* Object position labeling entries:
•••••

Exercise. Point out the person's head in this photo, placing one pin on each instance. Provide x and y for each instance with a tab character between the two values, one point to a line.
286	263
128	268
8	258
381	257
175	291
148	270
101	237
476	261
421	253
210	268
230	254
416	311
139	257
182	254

•••••

* TASK OBJECTIVE:
Set out the lines above as a numbered list, skipping any blank lines.

* PROBLEM SOLUTION:
1. Exercise. Point out the person's head in this photo, placing one pin on each instance. Provide x and y for each instance with a tab character between the two values, one point to a line.
2. 286	263
3. 128	268
4. 8	258
5. 381	257
6. 175	291
7. 148	270
8. 101	237
9. 476	261
10. 421	253
11. 210	268
12. 230	254
13. 416	311
14. 139	257
15. 182	254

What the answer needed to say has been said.